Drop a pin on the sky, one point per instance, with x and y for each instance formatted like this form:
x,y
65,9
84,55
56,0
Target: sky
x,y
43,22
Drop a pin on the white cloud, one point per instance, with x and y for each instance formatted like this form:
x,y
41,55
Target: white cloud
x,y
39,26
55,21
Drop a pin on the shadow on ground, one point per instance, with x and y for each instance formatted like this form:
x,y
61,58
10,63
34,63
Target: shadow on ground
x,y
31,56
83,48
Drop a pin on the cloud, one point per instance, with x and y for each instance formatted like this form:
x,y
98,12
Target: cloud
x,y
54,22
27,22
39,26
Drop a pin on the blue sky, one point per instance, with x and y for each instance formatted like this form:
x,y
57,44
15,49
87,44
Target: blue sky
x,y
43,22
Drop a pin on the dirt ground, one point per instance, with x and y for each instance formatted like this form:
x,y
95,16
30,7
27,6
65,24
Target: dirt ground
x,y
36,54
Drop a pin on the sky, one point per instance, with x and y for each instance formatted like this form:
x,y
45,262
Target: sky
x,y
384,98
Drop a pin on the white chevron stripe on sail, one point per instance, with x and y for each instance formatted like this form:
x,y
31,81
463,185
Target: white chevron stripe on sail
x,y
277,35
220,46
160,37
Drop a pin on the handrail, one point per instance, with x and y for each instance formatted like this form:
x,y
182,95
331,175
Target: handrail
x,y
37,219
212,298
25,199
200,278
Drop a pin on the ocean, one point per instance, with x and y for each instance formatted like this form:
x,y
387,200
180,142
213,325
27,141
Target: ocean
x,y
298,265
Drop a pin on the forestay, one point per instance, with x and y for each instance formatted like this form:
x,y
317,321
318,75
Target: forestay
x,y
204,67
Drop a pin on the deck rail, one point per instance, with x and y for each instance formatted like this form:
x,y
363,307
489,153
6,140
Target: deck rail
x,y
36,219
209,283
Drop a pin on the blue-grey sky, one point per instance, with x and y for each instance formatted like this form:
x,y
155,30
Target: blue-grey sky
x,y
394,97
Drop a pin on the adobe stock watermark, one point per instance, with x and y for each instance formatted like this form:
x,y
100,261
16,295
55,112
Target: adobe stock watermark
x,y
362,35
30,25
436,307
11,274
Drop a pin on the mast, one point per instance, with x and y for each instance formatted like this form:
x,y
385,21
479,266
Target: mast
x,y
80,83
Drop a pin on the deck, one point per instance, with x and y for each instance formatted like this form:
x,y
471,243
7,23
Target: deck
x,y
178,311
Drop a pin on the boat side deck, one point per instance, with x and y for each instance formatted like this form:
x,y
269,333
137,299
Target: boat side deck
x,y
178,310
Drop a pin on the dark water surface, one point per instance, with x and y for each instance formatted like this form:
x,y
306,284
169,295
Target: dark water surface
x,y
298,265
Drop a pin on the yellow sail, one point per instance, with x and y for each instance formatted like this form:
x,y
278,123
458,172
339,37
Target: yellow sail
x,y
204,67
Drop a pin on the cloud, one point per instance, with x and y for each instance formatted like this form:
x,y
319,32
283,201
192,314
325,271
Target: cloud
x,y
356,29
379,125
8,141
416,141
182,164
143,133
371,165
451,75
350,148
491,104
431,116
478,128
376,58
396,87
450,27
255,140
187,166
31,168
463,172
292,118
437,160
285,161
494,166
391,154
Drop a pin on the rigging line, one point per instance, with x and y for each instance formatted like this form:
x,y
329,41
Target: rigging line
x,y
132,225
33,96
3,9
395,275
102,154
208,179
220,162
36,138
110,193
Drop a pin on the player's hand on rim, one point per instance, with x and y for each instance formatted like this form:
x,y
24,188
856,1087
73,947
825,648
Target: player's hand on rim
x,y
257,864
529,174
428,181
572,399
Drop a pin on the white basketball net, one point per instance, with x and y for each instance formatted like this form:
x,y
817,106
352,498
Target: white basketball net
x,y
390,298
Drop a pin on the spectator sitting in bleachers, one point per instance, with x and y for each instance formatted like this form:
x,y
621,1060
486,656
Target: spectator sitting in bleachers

════

WHAT IS REQUIRED:
Each entry must be reproduced verbatim.

THE ANSWER:
Drop a pin on the sky, one point per instance, with x and y for each instance formatted like this form:
x,y
65,9
84,55
56,0
Target: sky
x,y
43,22
Drop a pin on the white cloud, one point per instance, with x and y for each instance formatted like this form:
x,y
41,55
Target: white cloud
x,y
39,26
55,21
Drop a pin on the shadow on ground, one point per instance, with x and y for each instance formatted like this form:
x,y
61,58
10,63
34,63
Target: shadow on ground
x,y
31,56
83,48
Drop a pin on the cloud, one point per instance, with x and y for each instance formatted like this form:
x,y
98,12
Target: cloud
x,y
54,22
27,22
39,26
Drop a pin on the blue sky, one point per instance, with x and y for each instance formatted like this form:
x,y
57,44
15,49
87,44
Target: blue sky
x,y
43,22
Drop a pin on the dirt ground, one point per instance, with x and y for each instance formatted like this form:
x,y
95,16
30,7
27,6
65,24
Target: dirt ground
x,y
36,54
Drop a pin on the sky, one point per instance, with x and y for each instance formatted like this form:
x,y
45,262
Target: sky
x,y
384,98
Drop a pin on the white chevron stripe on sail, one point per instance, with x and y for each instance formatted like this form:
x,y
31,81
463,185
Target: white chevron stripe on sail
x,y
277,35
220,46
160,37
Drop a pin on the handrail, one point per instance, with x and y for each instance formatted like this form:
x,y
182,95
331,175
Target: handrail
x,y
37,219
212,298
25,199
200,278
Drop a pin on the ocean, one point per instance, with x and y for each instance formatted like this form:
x,y
387,200
180,142
213,325
27,141
Target: ocean
x,y
298,265
Drop a pin on the forestay, one point per instance, with x and y for each instance formatted like this form:
x,y
317,321
318,75
Target: forestay
x,y
204,67
Drop a pin on the deck rail, one point per instance, with x and y for each instance formatted like this form:
x,y
363,307
489,153
6,140
Target: deck rail
x,y
36,219
209,283
Drop a pin on the blue-grey sky, one point per instance, with x and y for each instance formatted like this form:
x,y
155,30
Target: blue-grey sky
x,y
394,97
Drop a pin on the adobe stock watermark, one point per instance, with x and y for each instance formatted like this form:
x,y
100,261
16,295
55,112
Target: adobe stock watermark
x,y
362,35
30,25
436,307
11,274
Drop a pin on the mast, one point per instance, with x and y for each instance formatted like this form:
x,y
385,21
479,266
Target: mast
x,y
80,83
Drop a pin on the deck, one point per instance, with x and y for each instance formatted like this form:
x,y
471,243
7,23
Target: deck
x,y
178,311
Drop a pin on the boat side deck, one point per instance, with x and y for each instance formatted like this form:
x,y
269,333
137,299
Target: boat side deck
x,y
178,310
Drop a pin on the dark water surface, one point per instance, with x and y for each instance formatted like this form:
x,y
306,284
169,295
Target: dark water surface
x,y
298,265
Drop a pin on the yellow sail, one point per instance, with x and y for each instance formatted like this form:
x,y
278,123
458,172
339,37
Target: yellow sail
x,y
204,67
Drop a pin on the cloud, one point per instance, with x and y for each instance formatted like this form:
x,y
319,32
283,201
192,314
325,271
Target: cloud
x,y
356,29
379,125
8,141
416,141
182,164
143,133
371,165
451,75
350,148
491,104
431,116
478,128
376,58
396,87
450,27
255,140
187,166
31,168
463,172
292,118
437,160
285,161
494,166
391,154
Drop a pin on the rigging line, one point per instance, with x and y for each instance formatted like this form:
x,y
329,41
Target: rigging line
x,y
132,225
33,96
3,9
395,275
102,154
208,179
220,162
36,138
110,193
Drop a pin on the player's hand on rim, one point per instance, with x and y for each instance formatted like this form:
x,y
24,188
856,1087
73,947
825,648
Target: player's hand on rim
x,y
257,864
529,174
428,181
572,399
Drop a pin on the white basketball net, one point per instance, with x and y for each instance formatted like this form:
x,y
817,106
352,498
Target: white basketball net
x,y
390,298
Drop a pin on the spectator sitting in bleachers, one point per instance, with x and y for each instance formatted like this form:
x,y
621,1060
486,656
Target: spectator sitting in bleachers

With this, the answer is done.